(Items excerpted from a collection)
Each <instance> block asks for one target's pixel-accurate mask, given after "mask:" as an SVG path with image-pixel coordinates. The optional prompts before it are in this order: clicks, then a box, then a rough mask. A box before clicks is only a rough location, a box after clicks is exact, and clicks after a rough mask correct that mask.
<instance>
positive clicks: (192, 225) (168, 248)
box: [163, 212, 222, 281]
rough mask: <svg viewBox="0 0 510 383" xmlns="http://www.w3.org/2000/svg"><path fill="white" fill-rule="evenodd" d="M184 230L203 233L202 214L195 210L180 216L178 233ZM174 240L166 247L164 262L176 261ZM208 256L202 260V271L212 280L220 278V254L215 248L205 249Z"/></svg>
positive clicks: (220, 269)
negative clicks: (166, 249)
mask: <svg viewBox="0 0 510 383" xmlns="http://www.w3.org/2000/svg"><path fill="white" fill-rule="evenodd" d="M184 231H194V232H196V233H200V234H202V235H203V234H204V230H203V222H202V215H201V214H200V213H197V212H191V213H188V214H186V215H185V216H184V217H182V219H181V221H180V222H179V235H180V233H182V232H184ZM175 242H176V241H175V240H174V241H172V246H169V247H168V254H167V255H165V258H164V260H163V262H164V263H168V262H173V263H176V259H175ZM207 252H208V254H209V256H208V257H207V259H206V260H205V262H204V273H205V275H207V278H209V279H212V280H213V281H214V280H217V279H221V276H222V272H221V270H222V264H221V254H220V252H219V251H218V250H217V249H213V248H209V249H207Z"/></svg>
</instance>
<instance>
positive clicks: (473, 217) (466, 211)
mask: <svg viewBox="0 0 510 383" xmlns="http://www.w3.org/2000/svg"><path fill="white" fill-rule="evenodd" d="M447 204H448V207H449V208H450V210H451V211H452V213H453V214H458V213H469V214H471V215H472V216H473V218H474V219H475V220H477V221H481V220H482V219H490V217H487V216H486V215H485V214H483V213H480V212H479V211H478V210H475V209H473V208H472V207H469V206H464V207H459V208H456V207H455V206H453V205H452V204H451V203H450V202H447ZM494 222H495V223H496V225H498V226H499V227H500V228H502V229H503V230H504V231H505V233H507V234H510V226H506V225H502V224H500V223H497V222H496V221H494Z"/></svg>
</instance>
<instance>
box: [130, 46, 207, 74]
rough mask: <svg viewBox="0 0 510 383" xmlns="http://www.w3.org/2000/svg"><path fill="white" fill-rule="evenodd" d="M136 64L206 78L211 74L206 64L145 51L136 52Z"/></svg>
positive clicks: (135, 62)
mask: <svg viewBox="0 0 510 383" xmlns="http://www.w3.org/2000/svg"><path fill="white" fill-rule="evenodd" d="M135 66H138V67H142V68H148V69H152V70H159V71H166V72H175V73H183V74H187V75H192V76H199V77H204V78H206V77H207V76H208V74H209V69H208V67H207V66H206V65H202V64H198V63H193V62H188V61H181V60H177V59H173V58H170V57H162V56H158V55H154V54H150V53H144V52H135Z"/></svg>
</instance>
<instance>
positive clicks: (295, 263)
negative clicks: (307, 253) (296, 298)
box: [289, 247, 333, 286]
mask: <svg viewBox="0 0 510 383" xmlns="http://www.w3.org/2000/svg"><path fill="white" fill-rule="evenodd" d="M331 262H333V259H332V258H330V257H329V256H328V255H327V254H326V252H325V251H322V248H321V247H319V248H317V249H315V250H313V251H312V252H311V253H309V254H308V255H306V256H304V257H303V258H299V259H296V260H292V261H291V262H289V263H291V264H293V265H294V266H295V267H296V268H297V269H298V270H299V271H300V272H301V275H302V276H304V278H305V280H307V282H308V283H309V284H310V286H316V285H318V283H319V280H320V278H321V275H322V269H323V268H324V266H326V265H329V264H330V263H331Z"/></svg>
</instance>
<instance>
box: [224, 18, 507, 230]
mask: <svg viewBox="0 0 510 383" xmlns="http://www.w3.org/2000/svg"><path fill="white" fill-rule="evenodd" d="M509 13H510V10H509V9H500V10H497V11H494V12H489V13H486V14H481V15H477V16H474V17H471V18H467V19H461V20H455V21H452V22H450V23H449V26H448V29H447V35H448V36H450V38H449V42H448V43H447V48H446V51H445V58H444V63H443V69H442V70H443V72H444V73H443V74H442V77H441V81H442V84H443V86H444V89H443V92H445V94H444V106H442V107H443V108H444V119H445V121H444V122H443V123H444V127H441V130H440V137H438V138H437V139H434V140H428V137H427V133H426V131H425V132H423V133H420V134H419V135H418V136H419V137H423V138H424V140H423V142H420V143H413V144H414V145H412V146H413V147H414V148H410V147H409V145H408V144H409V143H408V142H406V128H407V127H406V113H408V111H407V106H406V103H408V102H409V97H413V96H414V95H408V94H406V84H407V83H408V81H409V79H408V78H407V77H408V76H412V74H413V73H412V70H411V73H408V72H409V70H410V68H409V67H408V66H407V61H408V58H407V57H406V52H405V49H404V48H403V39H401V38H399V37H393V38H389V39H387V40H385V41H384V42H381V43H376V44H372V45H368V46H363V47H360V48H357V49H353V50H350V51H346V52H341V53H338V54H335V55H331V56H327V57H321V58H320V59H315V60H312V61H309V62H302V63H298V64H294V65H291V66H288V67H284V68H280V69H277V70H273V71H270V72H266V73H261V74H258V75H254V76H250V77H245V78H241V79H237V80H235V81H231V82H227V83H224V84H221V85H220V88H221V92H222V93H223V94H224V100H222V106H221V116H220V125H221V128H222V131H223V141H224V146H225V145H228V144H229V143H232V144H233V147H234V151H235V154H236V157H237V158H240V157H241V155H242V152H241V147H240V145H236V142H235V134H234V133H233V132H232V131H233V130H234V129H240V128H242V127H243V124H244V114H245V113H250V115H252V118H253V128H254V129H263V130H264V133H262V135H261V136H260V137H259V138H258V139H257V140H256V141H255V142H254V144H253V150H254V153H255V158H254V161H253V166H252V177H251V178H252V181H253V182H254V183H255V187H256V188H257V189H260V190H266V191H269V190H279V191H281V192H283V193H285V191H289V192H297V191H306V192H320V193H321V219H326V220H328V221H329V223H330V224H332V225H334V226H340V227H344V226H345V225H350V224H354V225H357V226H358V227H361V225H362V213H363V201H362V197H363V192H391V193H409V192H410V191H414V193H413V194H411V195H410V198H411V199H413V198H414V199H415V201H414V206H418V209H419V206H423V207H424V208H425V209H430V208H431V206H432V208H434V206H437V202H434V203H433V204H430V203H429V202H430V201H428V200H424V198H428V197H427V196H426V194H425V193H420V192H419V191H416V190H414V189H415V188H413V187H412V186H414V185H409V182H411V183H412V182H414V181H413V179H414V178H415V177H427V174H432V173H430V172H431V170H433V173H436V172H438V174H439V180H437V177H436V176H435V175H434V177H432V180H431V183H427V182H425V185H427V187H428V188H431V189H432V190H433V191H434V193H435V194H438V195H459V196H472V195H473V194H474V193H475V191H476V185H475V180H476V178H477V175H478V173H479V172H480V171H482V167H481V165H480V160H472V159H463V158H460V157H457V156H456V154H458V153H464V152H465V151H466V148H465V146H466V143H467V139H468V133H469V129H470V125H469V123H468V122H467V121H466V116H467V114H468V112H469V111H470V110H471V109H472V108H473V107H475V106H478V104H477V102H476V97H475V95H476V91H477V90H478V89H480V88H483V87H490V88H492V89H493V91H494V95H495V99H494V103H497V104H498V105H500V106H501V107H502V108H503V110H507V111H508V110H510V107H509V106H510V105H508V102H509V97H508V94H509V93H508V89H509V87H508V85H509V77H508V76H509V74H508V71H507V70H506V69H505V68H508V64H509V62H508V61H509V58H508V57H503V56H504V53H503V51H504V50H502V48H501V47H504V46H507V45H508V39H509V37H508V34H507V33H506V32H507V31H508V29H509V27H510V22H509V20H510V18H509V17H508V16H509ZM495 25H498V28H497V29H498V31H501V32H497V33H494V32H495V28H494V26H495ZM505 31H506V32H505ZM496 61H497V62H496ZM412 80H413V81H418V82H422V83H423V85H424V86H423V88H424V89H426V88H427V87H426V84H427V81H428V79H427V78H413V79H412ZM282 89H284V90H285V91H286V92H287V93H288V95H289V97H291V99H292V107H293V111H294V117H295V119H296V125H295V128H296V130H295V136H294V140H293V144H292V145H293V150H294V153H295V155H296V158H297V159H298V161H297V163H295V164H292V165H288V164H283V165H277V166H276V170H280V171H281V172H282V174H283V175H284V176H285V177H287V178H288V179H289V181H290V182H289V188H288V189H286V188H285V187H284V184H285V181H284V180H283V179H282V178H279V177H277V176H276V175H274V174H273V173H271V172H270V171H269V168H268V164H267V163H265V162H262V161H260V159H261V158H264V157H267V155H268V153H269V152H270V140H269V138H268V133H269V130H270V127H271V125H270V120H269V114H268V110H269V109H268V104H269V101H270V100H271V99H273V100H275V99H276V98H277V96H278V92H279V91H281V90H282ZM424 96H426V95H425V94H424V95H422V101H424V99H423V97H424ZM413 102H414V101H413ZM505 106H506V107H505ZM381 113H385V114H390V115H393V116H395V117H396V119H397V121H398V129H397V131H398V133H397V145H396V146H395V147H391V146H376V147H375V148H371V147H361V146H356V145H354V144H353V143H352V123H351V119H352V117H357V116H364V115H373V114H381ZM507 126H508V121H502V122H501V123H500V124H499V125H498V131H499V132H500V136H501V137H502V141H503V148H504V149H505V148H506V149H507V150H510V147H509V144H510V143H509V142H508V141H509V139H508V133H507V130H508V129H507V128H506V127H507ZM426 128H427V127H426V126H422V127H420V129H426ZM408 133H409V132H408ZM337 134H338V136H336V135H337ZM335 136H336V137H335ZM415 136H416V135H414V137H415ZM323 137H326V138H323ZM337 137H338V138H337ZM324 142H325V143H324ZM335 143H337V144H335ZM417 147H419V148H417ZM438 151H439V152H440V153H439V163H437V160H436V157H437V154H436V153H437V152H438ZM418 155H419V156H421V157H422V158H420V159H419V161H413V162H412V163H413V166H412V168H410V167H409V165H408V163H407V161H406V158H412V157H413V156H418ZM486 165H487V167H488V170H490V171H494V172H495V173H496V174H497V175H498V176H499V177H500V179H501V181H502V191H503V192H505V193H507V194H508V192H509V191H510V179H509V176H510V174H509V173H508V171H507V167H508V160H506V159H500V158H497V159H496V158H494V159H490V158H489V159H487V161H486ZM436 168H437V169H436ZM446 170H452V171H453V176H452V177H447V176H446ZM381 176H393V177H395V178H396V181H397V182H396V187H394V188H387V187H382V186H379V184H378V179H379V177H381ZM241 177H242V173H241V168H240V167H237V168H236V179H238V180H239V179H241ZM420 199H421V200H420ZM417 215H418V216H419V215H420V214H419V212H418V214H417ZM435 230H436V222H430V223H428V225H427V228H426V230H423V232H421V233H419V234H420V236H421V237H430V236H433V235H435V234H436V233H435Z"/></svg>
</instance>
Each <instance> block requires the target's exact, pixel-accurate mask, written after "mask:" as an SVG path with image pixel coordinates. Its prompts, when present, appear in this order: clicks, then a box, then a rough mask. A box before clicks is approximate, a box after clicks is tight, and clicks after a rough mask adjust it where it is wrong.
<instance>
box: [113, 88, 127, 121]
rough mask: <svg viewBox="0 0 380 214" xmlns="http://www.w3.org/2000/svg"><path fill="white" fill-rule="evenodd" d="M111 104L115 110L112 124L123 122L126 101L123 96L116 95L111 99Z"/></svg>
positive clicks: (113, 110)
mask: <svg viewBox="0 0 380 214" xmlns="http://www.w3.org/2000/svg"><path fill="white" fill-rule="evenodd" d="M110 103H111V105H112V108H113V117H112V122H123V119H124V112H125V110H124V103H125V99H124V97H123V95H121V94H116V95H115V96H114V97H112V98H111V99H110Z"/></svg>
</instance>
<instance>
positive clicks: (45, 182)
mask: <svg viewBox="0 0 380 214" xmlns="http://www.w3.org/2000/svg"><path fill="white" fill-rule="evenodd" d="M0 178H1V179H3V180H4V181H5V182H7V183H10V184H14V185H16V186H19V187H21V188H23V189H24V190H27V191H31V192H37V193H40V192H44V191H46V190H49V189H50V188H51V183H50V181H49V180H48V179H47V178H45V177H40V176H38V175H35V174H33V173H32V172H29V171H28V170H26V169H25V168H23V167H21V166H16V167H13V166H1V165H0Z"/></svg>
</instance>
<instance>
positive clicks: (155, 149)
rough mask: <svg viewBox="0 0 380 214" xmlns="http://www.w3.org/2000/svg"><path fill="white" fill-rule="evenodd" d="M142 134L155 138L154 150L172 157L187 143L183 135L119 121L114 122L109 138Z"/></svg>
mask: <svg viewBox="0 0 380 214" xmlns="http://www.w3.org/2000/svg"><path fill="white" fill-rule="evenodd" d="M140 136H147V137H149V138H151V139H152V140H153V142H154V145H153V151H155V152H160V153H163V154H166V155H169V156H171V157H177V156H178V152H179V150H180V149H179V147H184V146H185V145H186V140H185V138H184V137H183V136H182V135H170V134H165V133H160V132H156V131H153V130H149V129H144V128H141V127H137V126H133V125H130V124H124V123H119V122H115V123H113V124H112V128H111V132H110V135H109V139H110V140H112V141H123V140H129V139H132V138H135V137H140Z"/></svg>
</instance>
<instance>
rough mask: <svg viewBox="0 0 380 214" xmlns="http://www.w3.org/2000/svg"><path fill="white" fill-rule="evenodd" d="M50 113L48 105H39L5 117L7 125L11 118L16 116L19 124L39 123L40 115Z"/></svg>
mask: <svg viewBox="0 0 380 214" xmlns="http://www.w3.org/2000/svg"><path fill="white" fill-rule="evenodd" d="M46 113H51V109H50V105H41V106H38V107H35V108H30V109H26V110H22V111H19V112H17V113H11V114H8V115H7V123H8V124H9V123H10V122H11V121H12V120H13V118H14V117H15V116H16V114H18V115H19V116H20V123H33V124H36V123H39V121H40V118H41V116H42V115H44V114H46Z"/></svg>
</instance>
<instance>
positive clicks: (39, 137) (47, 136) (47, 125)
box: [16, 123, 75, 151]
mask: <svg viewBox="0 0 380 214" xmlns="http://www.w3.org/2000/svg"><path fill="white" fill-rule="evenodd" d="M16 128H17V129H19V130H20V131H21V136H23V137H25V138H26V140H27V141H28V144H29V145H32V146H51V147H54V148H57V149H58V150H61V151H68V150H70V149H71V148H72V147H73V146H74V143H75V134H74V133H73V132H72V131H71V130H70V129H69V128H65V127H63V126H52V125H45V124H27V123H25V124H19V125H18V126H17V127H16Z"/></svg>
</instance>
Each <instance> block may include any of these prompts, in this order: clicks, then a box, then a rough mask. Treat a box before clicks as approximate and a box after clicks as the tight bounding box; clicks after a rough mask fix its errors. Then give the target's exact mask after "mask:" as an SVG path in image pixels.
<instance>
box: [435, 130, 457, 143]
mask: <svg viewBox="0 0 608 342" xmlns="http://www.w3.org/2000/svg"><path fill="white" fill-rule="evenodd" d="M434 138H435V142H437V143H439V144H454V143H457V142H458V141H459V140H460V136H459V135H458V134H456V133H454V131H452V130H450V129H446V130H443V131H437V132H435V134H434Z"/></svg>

**What is needed**
Count the lines of the items above that contain the string "negative", treating case as significant. Give only the number.

**Answer section**
2